» Task requirements
Please report every line of the material below that contains the word "roof", copying each such line in full.
** START **
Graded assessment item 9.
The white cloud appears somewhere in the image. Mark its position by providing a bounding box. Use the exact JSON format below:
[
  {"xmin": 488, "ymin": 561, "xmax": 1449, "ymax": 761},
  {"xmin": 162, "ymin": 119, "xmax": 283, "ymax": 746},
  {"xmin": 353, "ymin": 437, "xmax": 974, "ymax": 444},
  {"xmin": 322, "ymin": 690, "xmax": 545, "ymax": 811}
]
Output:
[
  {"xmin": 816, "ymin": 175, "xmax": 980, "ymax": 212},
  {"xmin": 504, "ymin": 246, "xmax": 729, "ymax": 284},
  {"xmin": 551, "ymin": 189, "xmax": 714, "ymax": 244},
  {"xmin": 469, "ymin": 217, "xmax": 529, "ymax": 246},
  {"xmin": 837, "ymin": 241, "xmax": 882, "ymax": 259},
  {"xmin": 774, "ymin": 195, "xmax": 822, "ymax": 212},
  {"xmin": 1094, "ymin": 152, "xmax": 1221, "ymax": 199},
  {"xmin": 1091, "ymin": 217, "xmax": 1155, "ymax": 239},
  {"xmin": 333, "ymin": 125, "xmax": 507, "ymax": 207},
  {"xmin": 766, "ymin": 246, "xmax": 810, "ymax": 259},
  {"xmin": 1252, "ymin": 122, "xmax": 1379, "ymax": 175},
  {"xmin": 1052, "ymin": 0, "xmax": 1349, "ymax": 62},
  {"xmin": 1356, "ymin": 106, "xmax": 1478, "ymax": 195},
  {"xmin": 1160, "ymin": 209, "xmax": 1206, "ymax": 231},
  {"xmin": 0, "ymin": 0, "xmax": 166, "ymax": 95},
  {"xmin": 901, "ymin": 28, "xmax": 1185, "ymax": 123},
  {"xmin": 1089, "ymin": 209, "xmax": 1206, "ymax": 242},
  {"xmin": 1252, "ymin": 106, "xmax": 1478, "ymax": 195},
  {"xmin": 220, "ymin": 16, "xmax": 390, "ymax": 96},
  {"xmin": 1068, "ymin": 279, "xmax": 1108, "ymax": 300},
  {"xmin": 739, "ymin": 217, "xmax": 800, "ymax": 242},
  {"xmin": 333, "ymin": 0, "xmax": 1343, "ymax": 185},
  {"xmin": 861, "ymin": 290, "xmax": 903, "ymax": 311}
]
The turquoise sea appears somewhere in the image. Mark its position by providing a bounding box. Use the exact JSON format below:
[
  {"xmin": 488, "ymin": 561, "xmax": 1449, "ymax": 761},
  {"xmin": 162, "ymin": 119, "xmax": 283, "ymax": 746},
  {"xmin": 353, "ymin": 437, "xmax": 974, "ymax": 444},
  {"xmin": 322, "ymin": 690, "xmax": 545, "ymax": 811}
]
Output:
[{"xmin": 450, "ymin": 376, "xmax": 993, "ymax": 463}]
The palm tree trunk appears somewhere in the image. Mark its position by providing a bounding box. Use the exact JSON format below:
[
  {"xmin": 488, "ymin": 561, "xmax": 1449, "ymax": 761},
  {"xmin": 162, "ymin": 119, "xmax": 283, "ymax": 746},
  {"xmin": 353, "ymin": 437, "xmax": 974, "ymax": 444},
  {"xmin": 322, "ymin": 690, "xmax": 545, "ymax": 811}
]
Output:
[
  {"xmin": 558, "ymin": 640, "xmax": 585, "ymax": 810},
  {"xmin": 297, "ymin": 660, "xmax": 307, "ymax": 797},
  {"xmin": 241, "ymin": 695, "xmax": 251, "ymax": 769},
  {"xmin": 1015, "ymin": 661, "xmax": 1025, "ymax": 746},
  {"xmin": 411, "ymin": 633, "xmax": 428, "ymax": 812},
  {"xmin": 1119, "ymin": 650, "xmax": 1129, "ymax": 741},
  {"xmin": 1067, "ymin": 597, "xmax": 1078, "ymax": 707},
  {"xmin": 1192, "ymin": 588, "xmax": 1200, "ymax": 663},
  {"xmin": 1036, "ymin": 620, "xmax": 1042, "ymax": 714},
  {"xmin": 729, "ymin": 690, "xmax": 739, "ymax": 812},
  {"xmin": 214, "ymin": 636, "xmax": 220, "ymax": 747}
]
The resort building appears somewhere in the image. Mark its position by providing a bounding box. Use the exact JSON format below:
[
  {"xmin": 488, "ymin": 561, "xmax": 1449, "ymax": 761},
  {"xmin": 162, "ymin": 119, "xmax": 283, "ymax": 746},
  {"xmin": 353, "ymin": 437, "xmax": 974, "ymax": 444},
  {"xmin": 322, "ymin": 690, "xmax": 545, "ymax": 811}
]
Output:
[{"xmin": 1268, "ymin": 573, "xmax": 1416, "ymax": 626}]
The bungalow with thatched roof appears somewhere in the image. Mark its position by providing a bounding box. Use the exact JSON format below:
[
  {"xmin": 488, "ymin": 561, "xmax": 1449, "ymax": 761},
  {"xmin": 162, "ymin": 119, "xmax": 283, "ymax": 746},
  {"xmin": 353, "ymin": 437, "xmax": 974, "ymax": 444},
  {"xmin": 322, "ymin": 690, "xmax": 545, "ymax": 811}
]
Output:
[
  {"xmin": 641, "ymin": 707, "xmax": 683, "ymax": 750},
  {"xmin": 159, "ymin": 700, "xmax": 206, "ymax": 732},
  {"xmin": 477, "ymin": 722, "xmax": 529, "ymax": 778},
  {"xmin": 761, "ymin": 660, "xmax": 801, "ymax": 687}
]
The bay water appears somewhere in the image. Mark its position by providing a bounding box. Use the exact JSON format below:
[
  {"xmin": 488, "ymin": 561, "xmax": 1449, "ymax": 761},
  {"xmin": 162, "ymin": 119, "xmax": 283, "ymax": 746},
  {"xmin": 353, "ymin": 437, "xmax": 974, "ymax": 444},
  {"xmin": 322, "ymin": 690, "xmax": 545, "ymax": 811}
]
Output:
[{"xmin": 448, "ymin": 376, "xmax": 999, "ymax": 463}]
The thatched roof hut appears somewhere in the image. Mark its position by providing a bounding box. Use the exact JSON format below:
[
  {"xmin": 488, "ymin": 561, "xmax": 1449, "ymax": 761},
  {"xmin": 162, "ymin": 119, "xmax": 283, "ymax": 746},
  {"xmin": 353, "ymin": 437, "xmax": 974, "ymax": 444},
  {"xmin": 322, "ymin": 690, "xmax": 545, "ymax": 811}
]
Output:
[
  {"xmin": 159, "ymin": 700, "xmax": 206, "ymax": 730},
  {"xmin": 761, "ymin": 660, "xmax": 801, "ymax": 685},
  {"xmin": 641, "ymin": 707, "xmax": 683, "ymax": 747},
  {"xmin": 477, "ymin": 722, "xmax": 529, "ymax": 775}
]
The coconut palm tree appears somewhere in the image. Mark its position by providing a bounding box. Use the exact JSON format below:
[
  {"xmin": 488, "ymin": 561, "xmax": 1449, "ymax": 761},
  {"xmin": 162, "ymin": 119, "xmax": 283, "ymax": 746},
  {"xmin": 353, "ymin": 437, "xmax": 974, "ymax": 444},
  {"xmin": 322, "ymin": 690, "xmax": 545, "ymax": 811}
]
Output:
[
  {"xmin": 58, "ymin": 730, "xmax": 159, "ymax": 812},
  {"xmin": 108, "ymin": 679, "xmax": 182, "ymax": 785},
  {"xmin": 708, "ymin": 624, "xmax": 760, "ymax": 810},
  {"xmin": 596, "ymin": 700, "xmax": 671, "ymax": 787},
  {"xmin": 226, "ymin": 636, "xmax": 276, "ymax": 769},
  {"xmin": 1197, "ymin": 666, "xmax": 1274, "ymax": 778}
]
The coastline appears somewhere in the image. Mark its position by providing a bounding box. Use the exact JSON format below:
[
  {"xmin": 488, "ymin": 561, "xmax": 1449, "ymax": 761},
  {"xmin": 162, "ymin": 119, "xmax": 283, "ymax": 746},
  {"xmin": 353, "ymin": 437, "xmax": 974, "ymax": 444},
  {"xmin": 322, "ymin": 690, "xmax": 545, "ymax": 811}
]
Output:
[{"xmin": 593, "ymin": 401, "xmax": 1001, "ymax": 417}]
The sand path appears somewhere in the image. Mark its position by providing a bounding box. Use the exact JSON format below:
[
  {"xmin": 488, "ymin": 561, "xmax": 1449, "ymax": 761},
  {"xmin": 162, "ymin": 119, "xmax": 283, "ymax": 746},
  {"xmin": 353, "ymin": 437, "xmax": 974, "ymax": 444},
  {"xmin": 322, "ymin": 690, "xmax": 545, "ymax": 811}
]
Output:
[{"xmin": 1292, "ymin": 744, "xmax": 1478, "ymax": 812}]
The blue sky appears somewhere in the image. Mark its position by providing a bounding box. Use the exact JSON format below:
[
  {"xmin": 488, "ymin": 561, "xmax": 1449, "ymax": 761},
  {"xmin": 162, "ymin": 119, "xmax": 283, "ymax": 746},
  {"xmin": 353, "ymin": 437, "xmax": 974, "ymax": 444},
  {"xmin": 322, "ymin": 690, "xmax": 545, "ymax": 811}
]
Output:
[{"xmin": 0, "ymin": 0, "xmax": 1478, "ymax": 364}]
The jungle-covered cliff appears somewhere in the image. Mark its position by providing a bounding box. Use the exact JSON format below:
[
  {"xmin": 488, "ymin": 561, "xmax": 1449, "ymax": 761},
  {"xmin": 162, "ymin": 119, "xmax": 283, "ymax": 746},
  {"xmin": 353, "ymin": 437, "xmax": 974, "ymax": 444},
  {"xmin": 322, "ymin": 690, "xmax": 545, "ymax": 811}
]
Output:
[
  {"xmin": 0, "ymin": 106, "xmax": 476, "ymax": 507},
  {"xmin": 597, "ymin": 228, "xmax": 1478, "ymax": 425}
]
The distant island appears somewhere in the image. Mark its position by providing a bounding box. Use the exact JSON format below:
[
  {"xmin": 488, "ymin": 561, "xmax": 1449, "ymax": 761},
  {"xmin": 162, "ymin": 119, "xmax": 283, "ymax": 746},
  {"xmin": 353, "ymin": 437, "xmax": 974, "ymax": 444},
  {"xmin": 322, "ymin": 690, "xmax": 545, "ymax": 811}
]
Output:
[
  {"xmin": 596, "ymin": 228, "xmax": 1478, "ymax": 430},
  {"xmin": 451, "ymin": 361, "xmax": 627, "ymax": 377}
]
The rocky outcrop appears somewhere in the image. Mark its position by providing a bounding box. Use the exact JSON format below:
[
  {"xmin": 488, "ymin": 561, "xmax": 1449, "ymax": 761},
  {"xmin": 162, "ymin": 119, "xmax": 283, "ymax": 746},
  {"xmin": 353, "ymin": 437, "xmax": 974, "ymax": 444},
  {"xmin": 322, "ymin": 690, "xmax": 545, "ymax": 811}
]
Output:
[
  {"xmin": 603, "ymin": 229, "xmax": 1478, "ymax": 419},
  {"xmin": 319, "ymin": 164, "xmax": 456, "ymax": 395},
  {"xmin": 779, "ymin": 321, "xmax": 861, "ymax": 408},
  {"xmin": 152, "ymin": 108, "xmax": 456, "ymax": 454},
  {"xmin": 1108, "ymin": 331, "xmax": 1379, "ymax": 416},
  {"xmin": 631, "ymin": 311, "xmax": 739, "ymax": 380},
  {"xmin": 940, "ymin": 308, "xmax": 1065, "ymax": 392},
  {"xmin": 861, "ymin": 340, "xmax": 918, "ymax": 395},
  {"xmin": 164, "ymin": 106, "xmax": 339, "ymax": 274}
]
** END **
» Response to this task
The bungalow with thatched roof appears somewhere in the image. Mark its position by providing a bounding box. Use the exact JSON format below:
The thatched roof hut appears somewhere in the image. Mark its position by providing a bounding box. Use the exact JSON format below:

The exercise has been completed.